REQUIRED WORK — Based on the thread about moving the Python build to Meson, explain in one to three sentences why one participant says the project needs something better than setuptools.

TEXT PASSAGE —

* Begin *

Closed WillAyd closed 3 weeks ago
I know you're still working here, but just making sure you know about https://github.com/apache/arrow-nanoarrow/blob/main/ci/scripts/test-python-wheels.sh
Will this work with CUDA? I imagine it's possible to add LDFLAGS
to get around this if needed.
I do think we have to support building from sdist since I believe that's how the conda-forge setup currently works.
(In general I think meson is way better than setuptools provided it has the same level of Python version and platform support...thank you for working on this!)
Will this work with CUDA? I imagine it's possible to add
LDFLAGS
to get around this if needed.
Definitely not an area of expertise for me, but I don't think Meson provides that many abstractions over CUDA at the moment
I do think we have to support building from sdist since I believe that's how the conda-forge setup currently works.
Yep should still be a part of this - when cloning the git repo if the arrow-nanoarrow subproject is there, meson should reference that. For source distributions, they should include the arrow-nanoarrow.wrap
file which will download a copy of the project from a remote source (currently this GH branch, but ideally main or better yet the WrapDB)
Putting back in draft mode for now as there might be an upstream bug in meson we need to resolve https://github.com/mesonbuild/meson/issues/13746
...or my understanding is wrong. Either way, I think the way things stand now are a very close approximation of what this solution could look like
Another outlet of this (or something in addition to this) could be something in examples
: a Python package that uses nanoarrow using meson as the build system.
I don't really have a stake in this, but just to mention it: for pyarrow we are considering to switch from setuptools to scikit-build-core, and for maintenance overhead there might be some value in using the same build backend for the various python packages in the project (but in the end, we should also use the best tool in each case, and here there is less existing cmake compared to pyarrow, so using meson-python might be the simpler option)
Given the dependency-freeness, probably either would work, and probably it would not be too hard to transition to one or the other if we need to for some reason! (We definitely need something better than setuptools, though, since the day is coming soon when we need zstd and lz4 to support IPC compression).
I spent some time working with this to see if there was any easy way out of the "meson python doesn't make it easy to build a Python package in a subdirectory" problem, and I wonder if a slightly lower barrier to entry would be to keep the existing bootstrap.py
behaviour (i.e., generate the single-file exports and .pxd and put them in python/vendor
) and use Meson to build those instead of attempting to have nanoarrow
as a subproject (getting nanoarrow to be a proper subproject could be a follow-up). That way we would get the benefit of meson-python as a build system (e.g., make it easier to transition away from Cython) without bending the build system to do something it wasn't designed to do. Thoughts?

* End *

MATERIAL —

* Begin *

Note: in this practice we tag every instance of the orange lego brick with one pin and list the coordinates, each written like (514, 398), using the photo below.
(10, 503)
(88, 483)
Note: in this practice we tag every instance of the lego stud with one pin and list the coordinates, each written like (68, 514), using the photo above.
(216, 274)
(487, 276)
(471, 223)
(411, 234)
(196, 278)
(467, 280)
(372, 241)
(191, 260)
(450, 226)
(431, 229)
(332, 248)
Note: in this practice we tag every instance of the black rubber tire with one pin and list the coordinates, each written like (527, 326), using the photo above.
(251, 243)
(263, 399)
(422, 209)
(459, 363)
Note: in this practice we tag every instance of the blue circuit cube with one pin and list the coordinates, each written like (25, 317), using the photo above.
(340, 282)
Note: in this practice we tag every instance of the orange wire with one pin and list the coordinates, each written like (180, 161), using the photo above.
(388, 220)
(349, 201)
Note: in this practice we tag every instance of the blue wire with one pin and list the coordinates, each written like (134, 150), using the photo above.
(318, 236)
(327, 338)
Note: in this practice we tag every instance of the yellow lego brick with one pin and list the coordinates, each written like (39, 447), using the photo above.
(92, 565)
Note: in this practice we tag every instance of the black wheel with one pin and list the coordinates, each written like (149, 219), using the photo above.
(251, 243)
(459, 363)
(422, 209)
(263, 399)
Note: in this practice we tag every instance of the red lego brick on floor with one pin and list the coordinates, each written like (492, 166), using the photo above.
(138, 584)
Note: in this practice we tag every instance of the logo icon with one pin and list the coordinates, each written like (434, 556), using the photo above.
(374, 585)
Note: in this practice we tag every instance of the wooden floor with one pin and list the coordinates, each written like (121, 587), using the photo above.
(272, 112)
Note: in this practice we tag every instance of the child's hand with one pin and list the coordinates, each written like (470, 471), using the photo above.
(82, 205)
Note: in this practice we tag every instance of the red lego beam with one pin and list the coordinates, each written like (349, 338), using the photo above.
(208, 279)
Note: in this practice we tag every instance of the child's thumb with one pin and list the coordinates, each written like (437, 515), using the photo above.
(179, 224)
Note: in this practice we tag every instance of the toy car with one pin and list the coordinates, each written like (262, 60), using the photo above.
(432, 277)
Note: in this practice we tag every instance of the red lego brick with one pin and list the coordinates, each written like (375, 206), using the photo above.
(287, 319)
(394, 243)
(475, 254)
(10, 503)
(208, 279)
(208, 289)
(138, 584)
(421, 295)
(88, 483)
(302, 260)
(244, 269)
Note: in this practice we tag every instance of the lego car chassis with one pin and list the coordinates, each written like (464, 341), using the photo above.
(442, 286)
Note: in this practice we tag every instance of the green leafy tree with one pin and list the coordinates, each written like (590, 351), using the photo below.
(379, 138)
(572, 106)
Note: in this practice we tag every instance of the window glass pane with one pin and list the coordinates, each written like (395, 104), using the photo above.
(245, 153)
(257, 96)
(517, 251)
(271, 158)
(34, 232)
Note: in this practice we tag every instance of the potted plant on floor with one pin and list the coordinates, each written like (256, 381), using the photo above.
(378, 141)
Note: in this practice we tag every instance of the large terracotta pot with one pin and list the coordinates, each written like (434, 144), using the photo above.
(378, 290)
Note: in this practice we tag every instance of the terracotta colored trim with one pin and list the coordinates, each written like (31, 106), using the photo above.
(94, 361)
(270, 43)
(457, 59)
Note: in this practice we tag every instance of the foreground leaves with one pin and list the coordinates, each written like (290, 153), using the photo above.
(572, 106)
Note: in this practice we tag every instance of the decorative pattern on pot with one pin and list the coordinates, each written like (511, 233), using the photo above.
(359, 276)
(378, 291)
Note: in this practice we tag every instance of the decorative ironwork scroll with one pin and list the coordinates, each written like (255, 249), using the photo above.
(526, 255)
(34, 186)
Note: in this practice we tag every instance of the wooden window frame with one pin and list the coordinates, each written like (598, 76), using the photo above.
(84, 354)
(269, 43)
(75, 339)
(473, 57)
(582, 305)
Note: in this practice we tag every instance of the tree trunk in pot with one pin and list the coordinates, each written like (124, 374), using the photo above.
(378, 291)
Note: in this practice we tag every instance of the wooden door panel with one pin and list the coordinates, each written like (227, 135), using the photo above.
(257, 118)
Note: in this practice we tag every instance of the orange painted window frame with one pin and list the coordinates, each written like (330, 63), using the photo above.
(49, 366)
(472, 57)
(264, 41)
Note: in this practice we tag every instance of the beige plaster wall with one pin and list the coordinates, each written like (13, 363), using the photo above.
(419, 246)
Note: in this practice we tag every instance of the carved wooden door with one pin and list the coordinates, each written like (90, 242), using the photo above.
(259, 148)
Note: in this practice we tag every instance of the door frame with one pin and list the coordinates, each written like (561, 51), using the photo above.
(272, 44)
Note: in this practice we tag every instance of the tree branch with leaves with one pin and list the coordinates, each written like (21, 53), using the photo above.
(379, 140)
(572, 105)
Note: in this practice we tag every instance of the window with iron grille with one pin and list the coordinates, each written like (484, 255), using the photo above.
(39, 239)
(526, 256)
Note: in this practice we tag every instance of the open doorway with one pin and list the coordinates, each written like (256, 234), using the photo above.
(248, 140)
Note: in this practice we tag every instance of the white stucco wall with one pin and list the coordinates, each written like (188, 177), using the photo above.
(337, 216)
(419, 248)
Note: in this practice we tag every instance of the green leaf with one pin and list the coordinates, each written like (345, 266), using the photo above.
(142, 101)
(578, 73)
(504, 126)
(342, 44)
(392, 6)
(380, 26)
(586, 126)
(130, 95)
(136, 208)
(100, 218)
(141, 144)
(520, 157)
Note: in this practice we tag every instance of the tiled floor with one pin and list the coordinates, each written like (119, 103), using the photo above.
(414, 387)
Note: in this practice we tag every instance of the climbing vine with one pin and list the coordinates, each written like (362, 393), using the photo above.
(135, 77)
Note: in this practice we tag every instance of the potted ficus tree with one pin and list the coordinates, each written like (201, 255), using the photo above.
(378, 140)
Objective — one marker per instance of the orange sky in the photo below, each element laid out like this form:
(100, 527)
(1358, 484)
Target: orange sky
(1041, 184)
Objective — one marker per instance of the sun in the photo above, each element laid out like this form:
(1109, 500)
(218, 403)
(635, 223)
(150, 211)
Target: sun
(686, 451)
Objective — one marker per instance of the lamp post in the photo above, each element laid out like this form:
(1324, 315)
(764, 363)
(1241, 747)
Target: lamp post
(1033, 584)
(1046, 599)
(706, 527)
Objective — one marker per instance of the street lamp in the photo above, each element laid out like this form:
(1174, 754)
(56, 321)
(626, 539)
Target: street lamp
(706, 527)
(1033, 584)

* End *

ANSWER TO THE TASK — The participant says the project will soon need zstd and lz4 to support IPC compression, so setuptools will no longer be good enough.